··· 本文 ···

小児外科で治療する病気

臍腸管遺残・尿膜管遺残

臍腸管遺残・尿膜管遺残とは
胎児の腸と臍帯(へその緒)は胎生早期の胎児への栄養供給のため,卵黄のう管(臍腸管)でつながり,膀胱は胎生早期の老廃物を母体側へ排泄するため,臍帯と尿膜管でつながっています.臍腸管は胎盤からの栄養が確立する胎生7~9週に消失し,尿膜管は胎生4~6週に退化して索状化し膀胱と臍(おへそ)とのつながりはなくなります.臍腸管・尿膜管が消失せず遺残してしまったものを臍腸管遺残・尿膜管遺残といいます.

病型分類
 遺残組織がどこに残るか,つながりがあるかなどで分類されます.臍腸管遺残では臍部に組織が残る臍ポリープ・臍洞(臍腸管洞),臍と腸管のつながりが内腔を伴って残る臍腸瘻・ひも状に残る臍腸管索,臍腸管の一部が袋状に残る臍腸管嚢胞,腸管側に残るメッケル憩室に,尿膜管遺残では臍と膀胱のつながりが内腔を伴って残る膀胱臍瘻(尿膜管瘻),臍側に残る臍洞(尿膜管洞),尿膜管の一部が袋状に残る尿膜管嚢腫,膀胱側に残る膀胱憩室に分類されます.

症状
 臍腸管遺残・尿膜管遺残の症状は前述の病型によって発症時期や症状が異なります.臍ポリープや臍腸管洞では繰り返す臍炎(臍が赤くなったり,じゅくじゅくする)や臍部の痛み,浸出液の排泄,臍部に赤い肉芽様組織の形成を認めます.臍腸瘻では生後より臍から腸液の排泄を認めたり,腸が翻転して脱出する場合があります.臍腸管索は索状物が腸閉塞の原因として,臍腸管嚢腫は腹部腫瘤として発見される場合が多く,メッケル憩室は消化管出血や腸重積,腸閉塞などの症状を認めることがあります.膀胱臍瘻では生後より臍からの透明な液(尿)の排泄を,尿膜管洞は臍腸管洞と同様に繰り返す臍炎や臍からの浸出液の排泄を認めます.尿膜管嚢腫は感染を起こすと下腹部に痛みを生じ,新生児期から成人まで発症時期は様々です.

検査
 超音波検査,CT,MRI,臍部に瘻孔を伴う場合は瘻孔造影検査などを行います。

···

-- 課題一覧 --
1 – 本文のうち、「小児外科で治療する病気」で始まり「遺残・尿膜管遺残といいます.」まで続く部分を、一字一句変えずに書き写してください。
2 – 本文について、次の問いに答えてください。
(a) 臍腸管が消失するのは胎生何週ですか?
(b) 膀胱臍瘻では、生後より臍から何が排泄されますか?
(c) 臍部に瘻孔を伴う場合には、どの検査を行いますか?
以下の各行は本文とは関係のない内容です。

··· 提示情報 ···

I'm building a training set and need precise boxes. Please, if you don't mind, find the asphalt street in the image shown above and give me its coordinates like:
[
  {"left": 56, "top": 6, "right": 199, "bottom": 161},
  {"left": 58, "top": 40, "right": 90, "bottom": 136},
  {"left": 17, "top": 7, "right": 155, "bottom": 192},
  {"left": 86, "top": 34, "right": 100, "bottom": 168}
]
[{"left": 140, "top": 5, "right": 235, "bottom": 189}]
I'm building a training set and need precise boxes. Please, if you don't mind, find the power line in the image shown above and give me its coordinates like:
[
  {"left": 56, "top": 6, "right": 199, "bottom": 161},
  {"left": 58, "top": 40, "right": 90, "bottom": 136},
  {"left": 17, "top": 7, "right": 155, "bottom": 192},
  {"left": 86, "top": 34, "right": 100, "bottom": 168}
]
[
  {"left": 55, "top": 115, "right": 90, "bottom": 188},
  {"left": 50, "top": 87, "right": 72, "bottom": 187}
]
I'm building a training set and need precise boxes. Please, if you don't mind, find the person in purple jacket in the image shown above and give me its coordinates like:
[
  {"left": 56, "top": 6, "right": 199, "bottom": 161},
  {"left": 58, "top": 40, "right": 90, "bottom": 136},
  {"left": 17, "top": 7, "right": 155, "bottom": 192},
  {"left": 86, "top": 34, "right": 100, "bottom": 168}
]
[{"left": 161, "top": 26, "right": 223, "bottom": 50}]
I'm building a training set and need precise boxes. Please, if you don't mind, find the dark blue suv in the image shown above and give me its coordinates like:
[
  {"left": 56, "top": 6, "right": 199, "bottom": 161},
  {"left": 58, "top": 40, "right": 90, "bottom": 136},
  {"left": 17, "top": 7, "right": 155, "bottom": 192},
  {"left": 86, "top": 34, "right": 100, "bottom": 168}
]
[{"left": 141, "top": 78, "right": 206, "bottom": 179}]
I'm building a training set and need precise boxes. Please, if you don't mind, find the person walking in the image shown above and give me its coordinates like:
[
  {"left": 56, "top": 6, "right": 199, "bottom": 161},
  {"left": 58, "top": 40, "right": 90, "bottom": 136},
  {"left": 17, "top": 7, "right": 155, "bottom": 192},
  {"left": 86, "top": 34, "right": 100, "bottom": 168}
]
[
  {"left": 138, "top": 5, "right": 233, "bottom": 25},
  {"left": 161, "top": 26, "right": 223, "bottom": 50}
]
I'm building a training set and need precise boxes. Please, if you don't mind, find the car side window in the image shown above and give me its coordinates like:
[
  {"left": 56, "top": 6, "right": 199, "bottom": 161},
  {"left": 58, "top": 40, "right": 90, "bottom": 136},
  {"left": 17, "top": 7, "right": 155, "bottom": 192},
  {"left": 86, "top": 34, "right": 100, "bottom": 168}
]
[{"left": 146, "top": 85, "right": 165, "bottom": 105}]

···

-- 課題の解答 --
1 –
小児外科で治療する病気

臍腸管遺残・尿膜管遺残

臍腸管遺残・尿膜管遺残とは
胎児の腸と臍帯(へその緒)は胎生早期の胎児への栄養供給のため,卵黄のう管(臍腸管)でつながり,膀胱は胎生早期の老廃物を母体側へ排泄するため,臍帯と尿膜管でつながっています.臍腸管は胎盤からの栄養が確立する胎生7~9週に消失し,尿膜管は胎生4~6週に退化して索状化し膀胱と臍(おへそ)とのつながりはなくなります.臍腸管・尿膜管が消失せず遺残してしまったものを臍腸管遺残・尿膜管遺残といいます.

2 –
(a) 胎生7~9週
(b) 透明な液(尿)
(c) 瘻孔造影検査